Supplied data:
╔══

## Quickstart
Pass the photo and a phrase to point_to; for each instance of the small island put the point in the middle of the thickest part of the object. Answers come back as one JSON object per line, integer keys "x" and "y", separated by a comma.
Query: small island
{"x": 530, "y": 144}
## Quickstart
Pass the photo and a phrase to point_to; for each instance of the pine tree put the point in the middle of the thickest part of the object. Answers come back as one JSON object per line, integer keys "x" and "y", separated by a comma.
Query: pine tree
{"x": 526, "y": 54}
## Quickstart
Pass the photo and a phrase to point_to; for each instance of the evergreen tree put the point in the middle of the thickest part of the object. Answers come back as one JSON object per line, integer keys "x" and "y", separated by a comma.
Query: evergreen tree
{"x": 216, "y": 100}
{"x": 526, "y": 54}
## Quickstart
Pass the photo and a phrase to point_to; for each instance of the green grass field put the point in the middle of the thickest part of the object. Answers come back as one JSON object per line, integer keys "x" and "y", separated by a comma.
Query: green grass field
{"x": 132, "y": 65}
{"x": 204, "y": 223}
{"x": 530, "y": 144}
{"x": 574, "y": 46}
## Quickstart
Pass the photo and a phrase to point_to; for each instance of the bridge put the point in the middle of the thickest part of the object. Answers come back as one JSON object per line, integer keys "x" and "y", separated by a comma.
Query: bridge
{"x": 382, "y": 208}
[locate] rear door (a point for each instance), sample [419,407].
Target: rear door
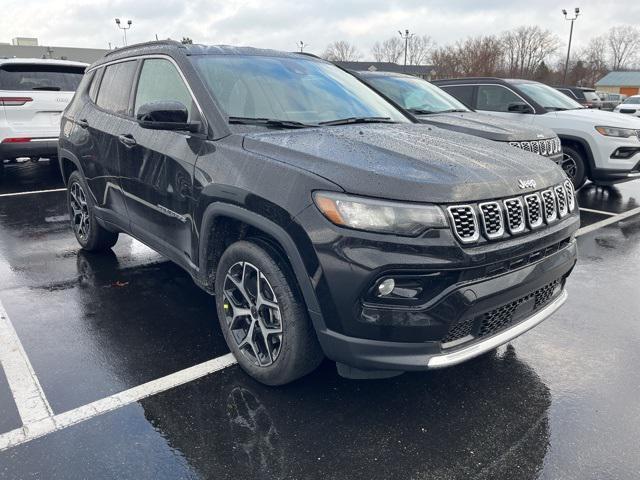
[34,97]
[157,166]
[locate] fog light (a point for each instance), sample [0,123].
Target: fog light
[385,287]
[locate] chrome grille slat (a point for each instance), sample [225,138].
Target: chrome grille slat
[561,197]
[492,219]
[571,196]
[549,204]
[533,205]
[515,215]
[465,223]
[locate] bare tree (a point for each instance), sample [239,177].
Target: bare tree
[391,50]
[624,41]
[419,49]
[341,51]
[526,48]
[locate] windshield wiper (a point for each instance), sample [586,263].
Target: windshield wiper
[420,111]
[269,122]
[351,120]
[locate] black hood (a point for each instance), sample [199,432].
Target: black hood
[410,162]
[487,126]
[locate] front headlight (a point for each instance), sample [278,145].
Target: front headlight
[379,215]
[617,132]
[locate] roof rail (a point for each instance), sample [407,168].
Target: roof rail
[168,43]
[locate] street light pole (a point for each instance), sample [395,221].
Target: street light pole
[576,12]
[405,36]
[124,29]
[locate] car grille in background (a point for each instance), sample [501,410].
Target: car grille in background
[465,223]
[512,215]
[500,318]
[547,147]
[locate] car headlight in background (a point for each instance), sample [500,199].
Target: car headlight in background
[617,132]
[381,216]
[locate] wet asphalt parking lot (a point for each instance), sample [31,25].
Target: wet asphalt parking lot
[127,374]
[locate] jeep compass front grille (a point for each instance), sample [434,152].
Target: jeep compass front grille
[465,223]
[499,219]
[546,148]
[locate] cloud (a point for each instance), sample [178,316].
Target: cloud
[281,23]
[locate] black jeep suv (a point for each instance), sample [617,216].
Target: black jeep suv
[324,220]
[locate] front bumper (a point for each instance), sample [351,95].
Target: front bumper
[36,148]
[469,304]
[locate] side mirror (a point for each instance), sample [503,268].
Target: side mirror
[165,116]
[519,107]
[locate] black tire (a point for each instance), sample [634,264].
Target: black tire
[296,352]
[92,237]
[574,165]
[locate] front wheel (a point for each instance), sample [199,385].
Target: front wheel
[574,165]
[89,234]
[262,315]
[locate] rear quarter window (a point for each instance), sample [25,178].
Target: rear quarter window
[115,87]
[26,77]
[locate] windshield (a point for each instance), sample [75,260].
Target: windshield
[291,89]
[415,94]
[548,97]
[40,77]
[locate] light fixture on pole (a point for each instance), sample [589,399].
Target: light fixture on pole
[572,19]
[124,29]
[405,36]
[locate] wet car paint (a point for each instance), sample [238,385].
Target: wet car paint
[538,409]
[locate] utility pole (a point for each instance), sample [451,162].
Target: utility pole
[576,12]
[405,36]
[124,29]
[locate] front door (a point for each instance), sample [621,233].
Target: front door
[157,166]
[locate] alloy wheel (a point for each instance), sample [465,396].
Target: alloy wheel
[80,211]
[569,165]
[252,314]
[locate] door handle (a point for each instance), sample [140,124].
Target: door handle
[127,140]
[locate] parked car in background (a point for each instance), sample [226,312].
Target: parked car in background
[609,101]
[432,105]
[33,94]
[603,147]
[631,106]
[584,96]
[324,219]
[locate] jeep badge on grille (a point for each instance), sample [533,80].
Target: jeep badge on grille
[527,183]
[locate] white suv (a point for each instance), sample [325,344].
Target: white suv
[603,147]
[33,94]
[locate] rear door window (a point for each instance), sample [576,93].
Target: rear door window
[28,77]
[115,87]
[464,93]
[496,98]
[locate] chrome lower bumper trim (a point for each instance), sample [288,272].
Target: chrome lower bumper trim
[466,353]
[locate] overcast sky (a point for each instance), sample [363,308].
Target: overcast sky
[280,24]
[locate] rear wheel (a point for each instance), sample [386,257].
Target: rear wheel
[262,315]
[574,165]
[89,234]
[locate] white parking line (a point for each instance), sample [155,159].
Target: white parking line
[18,194]
[601,212]
[33,407]
[113,402]
[607,221]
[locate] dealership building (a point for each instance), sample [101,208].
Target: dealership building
[626,83]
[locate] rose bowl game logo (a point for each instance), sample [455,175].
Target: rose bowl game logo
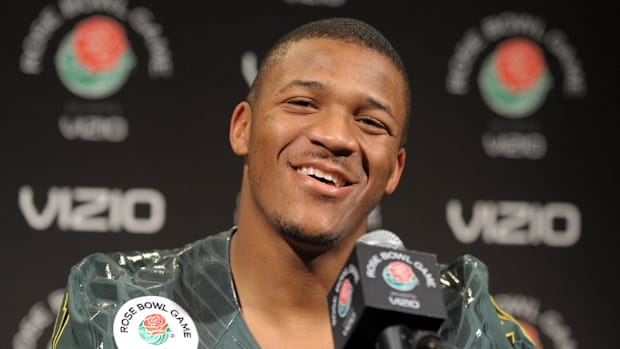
[154,329]
[400,276]
[94,60]
[154,322]
[514,79]
[345,297]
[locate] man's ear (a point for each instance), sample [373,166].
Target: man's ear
[397,171]
[239,133]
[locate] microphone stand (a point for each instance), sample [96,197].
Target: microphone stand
[402,337]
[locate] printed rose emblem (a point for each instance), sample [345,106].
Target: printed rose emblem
[155,324]
[401,271]
[400,276]
[99,43]
[520,64]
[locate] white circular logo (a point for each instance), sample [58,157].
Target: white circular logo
[150,322]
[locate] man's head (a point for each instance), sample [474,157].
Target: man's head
[342,29]
[322,134]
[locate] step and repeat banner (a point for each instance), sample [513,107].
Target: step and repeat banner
[114,137]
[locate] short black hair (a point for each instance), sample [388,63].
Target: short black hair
[345,29]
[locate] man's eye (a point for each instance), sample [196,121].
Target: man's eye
[301,102]
[373,122]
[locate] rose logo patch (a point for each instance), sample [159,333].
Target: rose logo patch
[150,322]
[400,276]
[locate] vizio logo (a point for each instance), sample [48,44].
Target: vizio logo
[95,209]
[556,224]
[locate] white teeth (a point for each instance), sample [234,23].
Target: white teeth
[338,182]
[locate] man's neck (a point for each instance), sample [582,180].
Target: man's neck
[282,292]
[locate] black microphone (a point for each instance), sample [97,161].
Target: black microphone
[386,297]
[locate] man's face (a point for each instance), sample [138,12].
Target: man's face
[323,140]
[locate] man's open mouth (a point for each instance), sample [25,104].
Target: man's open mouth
[324,177]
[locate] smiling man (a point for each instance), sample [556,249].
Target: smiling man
[322,136]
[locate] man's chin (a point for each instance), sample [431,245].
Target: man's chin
[309,242]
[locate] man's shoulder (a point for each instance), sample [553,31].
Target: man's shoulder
[101,283]
[475,320]
[145,272]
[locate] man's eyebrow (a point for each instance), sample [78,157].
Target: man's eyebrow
[372,102]
[376,104]
[305,83]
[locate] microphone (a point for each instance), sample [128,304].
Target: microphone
[386,297]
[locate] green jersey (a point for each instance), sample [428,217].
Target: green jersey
[185,298]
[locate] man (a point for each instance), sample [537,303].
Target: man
[322,135]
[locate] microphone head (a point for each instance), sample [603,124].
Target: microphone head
[382,238]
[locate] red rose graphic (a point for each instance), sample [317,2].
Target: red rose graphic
[401,271]
[99,43]
[155,324]
[519,63]
[533,333]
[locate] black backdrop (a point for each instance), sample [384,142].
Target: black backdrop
[149,166]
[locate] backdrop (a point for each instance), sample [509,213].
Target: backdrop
[114,136]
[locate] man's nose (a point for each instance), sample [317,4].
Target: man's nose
[335,131]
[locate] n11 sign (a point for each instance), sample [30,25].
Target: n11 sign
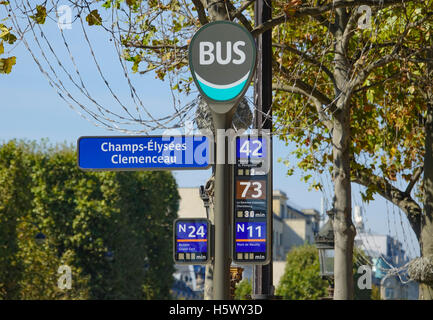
[251,218]
[191,241]
[144,153]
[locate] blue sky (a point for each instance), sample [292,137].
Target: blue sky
[31,109]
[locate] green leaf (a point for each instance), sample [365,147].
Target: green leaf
[93,18]
[7,64]
[41,14]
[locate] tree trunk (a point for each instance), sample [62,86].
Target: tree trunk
[344,231]
[426,240]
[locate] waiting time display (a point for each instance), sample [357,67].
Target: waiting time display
[251,206]
[250,236]
[191,241]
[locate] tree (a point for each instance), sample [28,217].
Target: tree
[301,279]
[387,137]
[327,79]
[6,37]
[155,37]
[113,230]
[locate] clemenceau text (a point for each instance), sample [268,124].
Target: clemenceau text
[151,146]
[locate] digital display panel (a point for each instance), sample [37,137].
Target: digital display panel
[251,217]
[250,147]
[251,237]
[191,241]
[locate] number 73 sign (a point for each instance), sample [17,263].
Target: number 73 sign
[251,225]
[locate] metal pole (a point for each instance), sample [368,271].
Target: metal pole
[262,275]
[221,281]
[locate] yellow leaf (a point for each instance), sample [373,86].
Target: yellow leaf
[7,64]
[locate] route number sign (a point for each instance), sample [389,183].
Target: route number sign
[191,241]
[251,226]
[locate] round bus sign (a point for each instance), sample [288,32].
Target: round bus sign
[222,58]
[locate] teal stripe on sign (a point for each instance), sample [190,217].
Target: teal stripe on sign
[222,94]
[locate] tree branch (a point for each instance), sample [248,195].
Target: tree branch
[200,12]
[307,58]
[320,9]
[238,14]
[400,198]
[414,179]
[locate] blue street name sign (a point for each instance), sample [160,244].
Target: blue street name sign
[123,153]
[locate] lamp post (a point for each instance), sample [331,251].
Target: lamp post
[324,241]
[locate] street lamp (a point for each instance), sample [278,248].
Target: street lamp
[325,244]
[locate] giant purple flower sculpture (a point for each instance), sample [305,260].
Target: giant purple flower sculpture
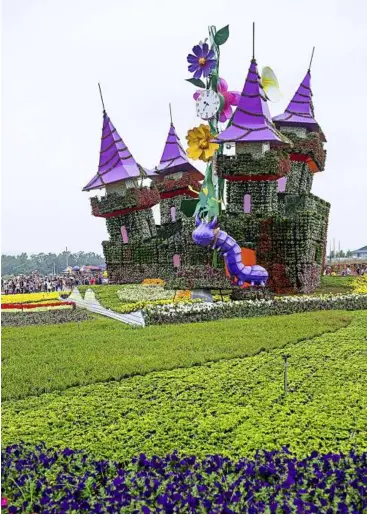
[202,61]
[231,98]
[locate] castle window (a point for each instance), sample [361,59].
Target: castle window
[173,214]
[247,203]
[282,182]
[125,238]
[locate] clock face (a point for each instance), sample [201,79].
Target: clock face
[207,105]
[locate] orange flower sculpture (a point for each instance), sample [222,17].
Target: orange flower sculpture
[199,141]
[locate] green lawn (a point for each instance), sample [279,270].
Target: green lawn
[231,407]
[335,284]
[42,359]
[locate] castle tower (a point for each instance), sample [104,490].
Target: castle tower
[126,205]
[299,125]
[174,175]
[252,158]
[293,243]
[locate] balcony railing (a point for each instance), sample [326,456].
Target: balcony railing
[244,167]
[309,149]
[134,199]
[173,187]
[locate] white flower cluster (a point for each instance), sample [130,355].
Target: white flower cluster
[181,312]
[137,293]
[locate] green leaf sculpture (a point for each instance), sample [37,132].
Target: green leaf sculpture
[221,36]
[196,82]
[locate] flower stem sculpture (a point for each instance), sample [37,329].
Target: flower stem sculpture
[214,104]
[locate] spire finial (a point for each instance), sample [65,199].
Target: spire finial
[253,40]
[100,92]
[313,50]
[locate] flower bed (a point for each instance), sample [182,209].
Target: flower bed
[311,147]
[205,311]
[359,284]
[134,199]
[172,184]
[197,277]
[59,316]
[68,481]
[139,292]
[37,306]
[22,298]
[273,165]
[156,282]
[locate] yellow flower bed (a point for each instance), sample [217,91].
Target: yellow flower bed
[154,282]
[135,306]
[37,310]
[359,284]
[22,298]
[183,294]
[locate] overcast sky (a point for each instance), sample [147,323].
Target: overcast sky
[55,52]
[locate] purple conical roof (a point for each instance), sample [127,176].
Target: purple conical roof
[252,121]
[174,158]
[299,112]
[115,161]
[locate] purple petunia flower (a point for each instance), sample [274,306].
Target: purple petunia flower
[202,61]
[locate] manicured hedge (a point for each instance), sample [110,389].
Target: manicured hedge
[68,481]
[231,407]
[63,316]
[179,313]
[103,349]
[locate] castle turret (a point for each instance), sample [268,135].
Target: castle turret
[253,156]
[299,125]
[126,204]
[174,175]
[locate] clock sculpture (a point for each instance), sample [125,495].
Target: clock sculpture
[208,104]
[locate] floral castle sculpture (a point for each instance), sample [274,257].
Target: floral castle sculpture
[264,168]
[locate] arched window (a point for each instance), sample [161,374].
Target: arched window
[247,203]
[173,214]
[125,238]
[282,184]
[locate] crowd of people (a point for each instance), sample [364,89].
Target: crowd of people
[36,282]
[346,270]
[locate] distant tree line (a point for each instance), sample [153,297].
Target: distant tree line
[46,263]
[340,253]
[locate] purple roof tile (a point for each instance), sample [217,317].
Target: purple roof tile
[299,112]
[115,161]
[174,158]
[252,121]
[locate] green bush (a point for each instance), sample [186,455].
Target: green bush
[179,313]
[44,359]
[55,316]
[230,407]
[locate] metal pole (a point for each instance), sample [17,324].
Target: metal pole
[170,113]
[100,92]
[253,40]
[285,357]
[313,50]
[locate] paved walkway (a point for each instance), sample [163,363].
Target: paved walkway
[92,304]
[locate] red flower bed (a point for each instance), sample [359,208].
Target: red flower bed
[37,305]
[177,184]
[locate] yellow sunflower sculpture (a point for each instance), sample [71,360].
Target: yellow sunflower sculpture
[200,146]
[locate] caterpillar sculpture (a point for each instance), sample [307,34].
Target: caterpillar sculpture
[207,234]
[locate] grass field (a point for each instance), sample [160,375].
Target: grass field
[335,284]
[40,359]
[233,406]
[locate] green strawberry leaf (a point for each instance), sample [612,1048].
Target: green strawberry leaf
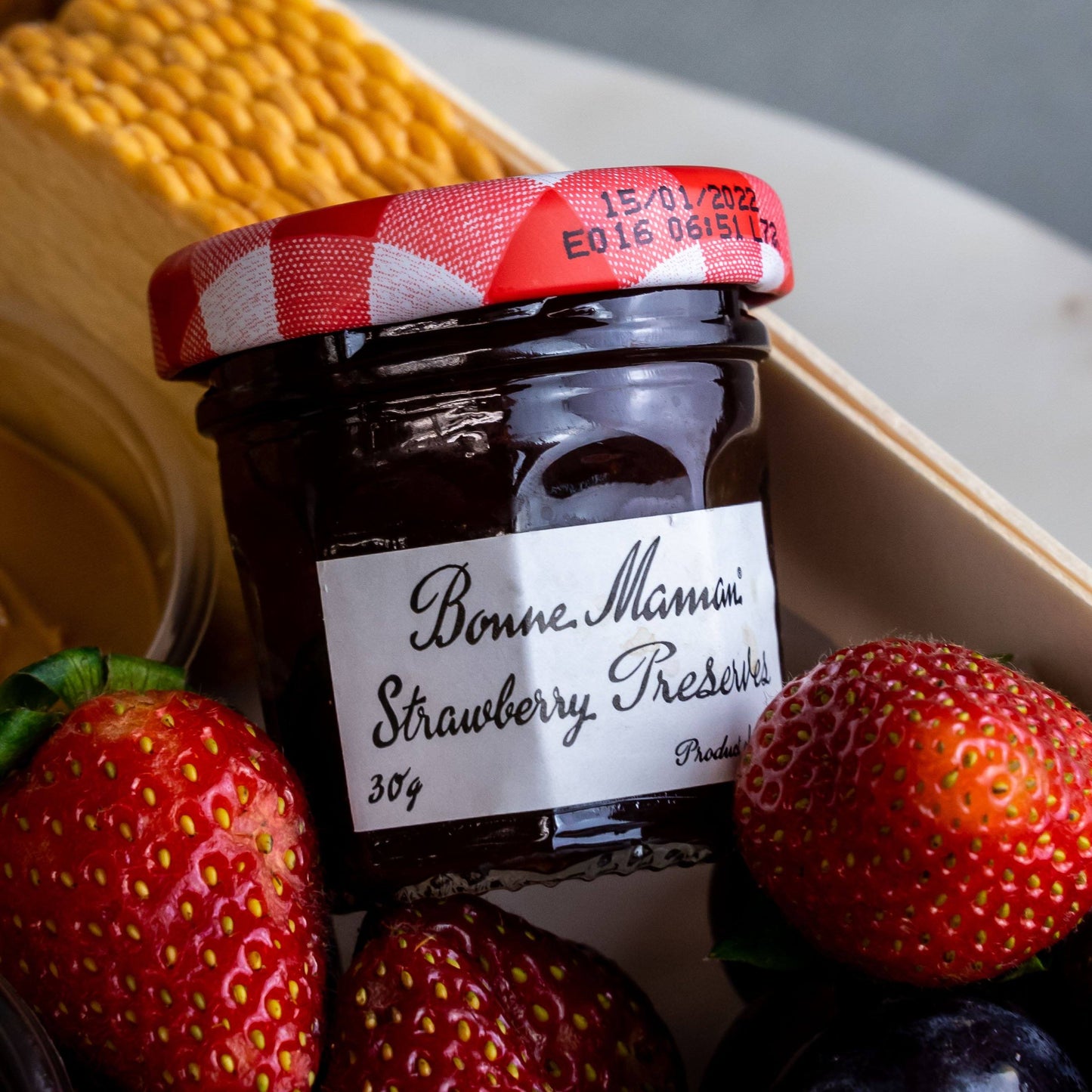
[29,698]
[132,673]
[21,731]
[71,676]
[1033,966]
[755,932]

╚══

Job: Drop the pictures, then reproduce exactly the lines from the one with "[locate] arched window" through the final line of the listing.

Response to the task:
[locate] arched window (a point for each instance), sample [161,374].
Target: arched window
[247,203]
[173,214]
[125,238]
[282,184]
[locate] crowd of people (a point for each instance), sample [364,89].
Target: crowd of people
[36,282]
[346,270]
[locate] distant tree line (a point for each instance), sample [153,297].
Target: distant tree line
[46,263]
[340,253]
[locate] purple roof tile (a point for each instance), sample [217,317].
Target: purple roof tile
[299,112]
[115,161]
[174,158]
[252,121]
[locate] green bush (a point for each instance), sample [186,455].
Target: green bush
[179,313]
[44,359]
[55,316]
[230,407]
[locate] metal pole (a point for each instance), sample [17,324].
Target: metal pole
[170,113]
[100,92]
[253,40]
[285,357]
[313,50]
[locate] paved walkway (a point for each instance), sample [163,363].
Target: paved walkway
[92,304]
[locate] red flower bed (a point for each instance), sample [359,208].
Target: red flower bed
[37,305]
[177,184]
[locate] yellow sunflower sculpture (a point for each instance), sample [71,360].
Target: yellow sunflower sculpture
[200,146]
[locate] caterpillar sculpture (a point for each instance), sample [307,34].
Target: caterpillar sculpture
[207,234]
[locate] grass field (a point for each instance), sample [160,375].
Target: grass field
[335,284]
[40,359]
[233,406]
[locate] green strawberry leaf (a point for each instance), sample [612,1048].
Target: green strawberry leaf
[29,698]
[132,673]
[21,731]
[71,676]
[1033,966]
[755,932]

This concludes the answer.